**Do this**
Print the lines from the one holding "task: segment the **crimson flower head**" through the one holding "74 L 61 115", both included, exactly as they appear.

(Annotation records)
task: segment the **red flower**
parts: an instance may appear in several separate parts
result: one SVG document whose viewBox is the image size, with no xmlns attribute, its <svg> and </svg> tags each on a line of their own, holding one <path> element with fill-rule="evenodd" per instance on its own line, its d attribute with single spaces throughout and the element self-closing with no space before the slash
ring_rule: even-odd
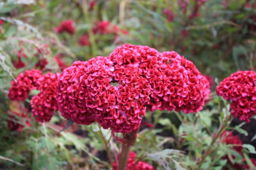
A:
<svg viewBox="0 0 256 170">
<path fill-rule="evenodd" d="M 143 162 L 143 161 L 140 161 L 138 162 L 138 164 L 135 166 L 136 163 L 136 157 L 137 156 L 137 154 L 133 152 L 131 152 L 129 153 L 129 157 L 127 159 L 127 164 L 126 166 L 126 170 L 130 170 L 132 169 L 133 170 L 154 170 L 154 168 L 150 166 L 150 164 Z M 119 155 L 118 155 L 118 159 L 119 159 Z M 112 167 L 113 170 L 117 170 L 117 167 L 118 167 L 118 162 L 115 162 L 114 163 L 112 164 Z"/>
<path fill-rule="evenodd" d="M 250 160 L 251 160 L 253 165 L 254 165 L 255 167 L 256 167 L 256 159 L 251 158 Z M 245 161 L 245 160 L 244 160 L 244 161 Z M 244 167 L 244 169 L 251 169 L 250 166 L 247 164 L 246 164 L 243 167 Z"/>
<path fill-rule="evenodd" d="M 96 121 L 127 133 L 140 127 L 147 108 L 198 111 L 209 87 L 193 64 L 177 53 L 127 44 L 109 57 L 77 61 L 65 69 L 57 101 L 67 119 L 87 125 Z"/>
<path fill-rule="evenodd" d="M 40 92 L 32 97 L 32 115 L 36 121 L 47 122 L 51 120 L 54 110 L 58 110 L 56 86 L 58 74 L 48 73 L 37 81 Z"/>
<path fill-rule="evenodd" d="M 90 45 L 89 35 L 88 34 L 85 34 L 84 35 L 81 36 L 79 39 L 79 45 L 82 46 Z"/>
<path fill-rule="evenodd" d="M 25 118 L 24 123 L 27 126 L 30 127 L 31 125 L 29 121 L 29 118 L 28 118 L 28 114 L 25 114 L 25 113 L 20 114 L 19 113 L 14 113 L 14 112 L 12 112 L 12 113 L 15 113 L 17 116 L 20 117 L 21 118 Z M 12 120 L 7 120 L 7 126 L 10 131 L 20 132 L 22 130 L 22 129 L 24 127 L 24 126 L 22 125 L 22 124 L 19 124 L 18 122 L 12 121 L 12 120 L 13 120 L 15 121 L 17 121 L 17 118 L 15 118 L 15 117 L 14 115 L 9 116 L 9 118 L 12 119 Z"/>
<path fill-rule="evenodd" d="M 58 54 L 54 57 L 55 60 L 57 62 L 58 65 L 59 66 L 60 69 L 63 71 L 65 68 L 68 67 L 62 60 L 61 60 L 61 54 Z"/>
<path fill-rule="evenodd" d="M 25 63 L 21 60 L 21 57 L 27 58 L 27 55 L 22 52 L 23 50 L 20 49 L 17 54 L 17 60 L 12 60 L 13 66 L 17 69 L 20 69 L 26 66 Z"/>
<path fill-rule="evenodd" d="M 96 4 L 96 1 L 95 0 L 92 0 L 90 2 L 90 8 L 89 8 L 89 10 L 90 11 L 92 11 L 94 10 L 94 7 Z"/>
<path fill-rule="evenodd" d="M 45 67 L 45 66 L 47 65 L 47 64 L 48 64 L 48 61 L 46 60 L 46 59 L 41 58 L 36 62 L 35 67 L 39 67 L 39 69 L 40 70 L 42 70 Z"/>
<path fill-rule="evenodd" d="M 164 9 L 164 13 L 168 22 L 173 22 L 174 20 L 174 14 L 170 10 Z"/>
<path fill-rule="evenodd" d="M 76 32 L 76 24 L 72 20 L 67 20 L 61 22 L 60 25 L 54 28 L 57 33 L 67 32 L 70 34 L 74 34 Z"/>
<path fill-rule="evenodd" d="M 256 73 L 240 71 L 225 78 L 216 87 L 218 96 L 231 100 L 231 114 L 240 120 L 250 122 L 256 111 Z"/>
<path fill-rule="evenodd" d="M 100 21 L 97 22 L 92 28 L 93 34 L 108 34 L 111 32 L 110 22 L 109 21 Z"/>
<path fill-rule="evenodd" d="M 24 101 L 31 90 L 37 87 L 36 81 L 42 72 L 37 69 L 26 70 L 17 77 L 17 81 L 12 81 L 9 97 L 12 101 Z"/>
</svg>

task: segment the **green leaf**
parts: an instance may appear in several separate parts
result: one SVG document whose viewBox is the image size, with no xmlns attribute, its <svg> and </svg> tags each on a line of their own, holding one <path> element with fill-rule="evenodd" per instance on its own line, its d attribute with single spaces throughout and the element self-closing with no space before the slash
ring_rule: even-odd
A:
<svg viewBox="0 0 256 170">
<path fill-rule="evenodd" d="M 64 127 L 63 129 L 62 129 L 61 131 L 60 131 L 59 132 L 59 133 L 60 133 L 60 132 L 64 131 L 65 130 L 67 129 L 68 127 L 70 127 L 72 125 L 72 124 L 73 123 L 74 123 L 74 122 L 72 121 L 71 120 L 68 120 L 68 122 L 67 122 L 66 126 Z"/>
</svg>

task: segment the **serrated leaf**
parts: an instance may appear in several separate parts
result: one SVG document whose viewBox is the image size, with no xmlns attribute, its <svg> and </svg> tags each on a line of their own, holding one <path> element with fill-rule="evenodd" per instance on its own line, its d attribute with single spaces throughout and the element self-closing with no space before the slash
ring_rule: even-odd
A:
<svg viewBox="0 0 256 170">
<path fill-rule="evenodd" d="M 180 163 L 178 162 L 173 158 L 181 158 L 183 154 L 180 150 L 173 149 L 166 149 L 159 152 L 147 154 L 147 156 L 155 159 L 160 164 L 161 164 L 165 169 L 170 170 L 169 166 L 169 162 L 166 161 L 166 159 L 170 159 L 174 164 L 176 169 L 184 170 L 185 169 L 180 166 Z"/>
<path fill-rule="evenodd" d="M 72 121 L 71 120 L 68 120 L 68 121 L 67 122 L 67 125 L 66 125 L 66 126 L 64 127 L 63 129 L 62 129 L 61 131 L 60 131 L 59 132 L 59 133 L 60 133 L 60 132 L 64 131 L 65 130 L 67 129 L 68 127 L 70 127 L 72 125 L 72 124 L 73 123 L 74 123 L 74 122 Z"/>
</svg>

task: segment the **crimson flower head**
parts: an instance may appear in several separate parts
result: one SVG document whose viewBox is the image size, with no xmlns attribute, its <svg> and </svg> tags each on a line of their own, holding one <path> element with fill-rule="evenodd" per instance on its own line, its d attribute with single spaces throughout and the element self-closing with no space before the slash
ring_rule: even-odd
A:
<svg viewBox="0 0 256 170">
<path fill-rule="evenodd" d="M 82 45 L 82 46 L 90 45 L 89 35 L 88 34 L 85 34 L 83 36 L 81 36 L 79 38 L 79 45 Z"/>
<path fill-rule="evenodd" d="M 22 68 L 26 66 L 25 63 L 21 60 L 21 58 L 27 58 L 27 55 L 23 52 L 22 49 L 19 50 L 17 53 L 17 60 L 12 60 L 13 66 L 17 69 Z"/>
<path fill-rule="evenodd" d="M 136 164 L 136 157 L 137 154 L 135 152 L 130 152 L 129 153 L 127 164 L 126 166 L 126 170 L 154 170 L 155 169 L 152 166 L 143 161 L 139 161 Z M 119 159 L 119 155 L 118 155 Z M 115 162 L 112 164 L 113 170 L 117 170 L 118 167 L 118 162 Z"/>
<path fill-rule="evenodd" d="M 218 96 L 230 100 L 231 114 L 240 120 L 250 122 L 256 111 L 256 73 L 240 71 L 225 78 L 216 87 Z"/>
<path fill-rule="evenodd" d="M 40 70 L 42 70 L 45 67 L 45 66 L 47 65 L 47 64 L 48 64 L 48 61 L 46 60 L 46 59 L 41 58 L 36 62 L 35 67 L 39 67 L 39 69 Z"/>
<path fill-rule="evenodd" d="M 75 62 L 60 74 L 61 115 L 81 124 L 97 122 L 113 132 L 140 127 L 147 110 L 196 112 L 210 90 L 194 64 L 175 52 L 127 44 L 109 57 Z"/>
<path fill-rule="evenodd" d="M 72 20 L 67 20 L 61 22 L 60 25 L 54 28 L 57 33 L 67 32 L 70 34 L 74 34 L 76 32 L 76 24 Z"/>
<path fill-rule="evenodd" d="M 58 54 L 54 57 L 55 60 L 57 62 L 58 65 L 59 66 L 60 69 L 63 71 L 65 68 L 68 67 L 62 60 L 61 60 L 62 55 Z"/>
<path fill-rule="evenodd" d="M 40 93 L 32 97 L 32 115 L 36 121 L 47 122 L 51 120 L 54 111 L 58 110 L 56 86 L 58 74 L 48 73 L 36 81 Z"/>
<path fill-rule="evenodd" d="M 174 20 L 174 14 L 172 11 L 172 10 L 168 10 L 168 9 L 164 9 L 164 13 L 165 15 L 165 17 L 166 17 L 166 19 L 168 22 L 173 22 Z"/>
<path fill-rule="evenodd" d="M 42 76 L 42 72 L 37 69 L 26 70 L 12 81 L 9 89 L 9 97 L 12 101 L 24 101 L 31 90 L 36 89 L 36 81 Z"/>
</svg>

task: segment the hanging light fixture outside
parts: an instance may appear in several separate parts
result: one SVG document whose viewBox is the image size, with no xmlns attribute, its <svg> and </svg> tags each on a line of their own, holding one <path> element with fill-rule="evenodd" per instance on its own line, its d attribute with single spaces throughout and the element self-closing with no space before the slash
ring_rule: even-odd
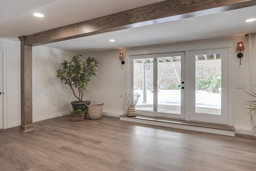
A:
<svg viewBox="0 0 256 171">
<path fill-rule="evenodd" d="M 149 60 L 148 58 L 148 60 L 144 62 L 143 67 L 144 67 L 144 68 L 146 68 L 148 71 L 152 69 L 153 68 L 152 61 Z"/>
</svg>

**Response to this exercise**
task: segment the **crimson flower head**
parts: an instance may appear in several separate parts
result: one SVG document whose viewBox is the image size, with no xmlns attribute, its <svg> and </svg> tags each on a line of their own, holding one <path> element with fill-rule="evenodd" per instance on its own line, its d attribute with single spaces throughout and the element self-closing with no space before the slash
ring_rule: even-odd
A:
<svg viewBox="0 0 256 170">
<path fill-rule="evenodd" d="M 82 45 L 82 46 L 90 45 L 89 35 L 88 34 L 85 34 L 83 36 L 81 36 L 79 38 L 79 45 Z"/>
<path fill-rule="evenodd" d="M 22 68 L 26 66 L 25 63 L 21 60 L 21 58 L 27 58 L 27 55 L 23 52 L 22 49 L 19 50 L 17 53 L 17 60 L 12 60 L 13 66 L 17 69 Z"/>
<path fill-rule="evenodd" d="M 136 164 L 136 157 L 137 154 L 135 152 L 130 152 L 129 153 L 127 164 L 126 166 L 126 170 L 154 170 L 155 169 L 152 166 L 143 161 L 139 161 Z M 119 159 L 119 155 L 118 155 Z M 115 162 L 112 164 L 113 170 L 117 170 L 118 167 L 118 162 Z"/>
<path fill-rule="evenodd" d="M 218 96 L 230 100 L 231 114 L 240 120 L 250 122 L 256 111 L 256 73 L 240 71 L 225 78 L 216 87 Z"/>
<path fill-rule="evenodd" d="M 40 70 L 42 70 L 45 67 L 45 66 L 47 65 L 47 64 L 48 64 L 48 61 L 46 60 L 46 59 L 41 58 L 36 62 L 35 67 L 39 67 L 39 69 Z"/>
<path fill-rule="evenodd" d="M 75 62 L 60 74 L 61 115 L 81 124 L 97 122 L 113 132 L 140 127 L 147 110 L 196 112 L 210 90 L 194 64 L 175 52 L 127 44 L 109 57 Z"/>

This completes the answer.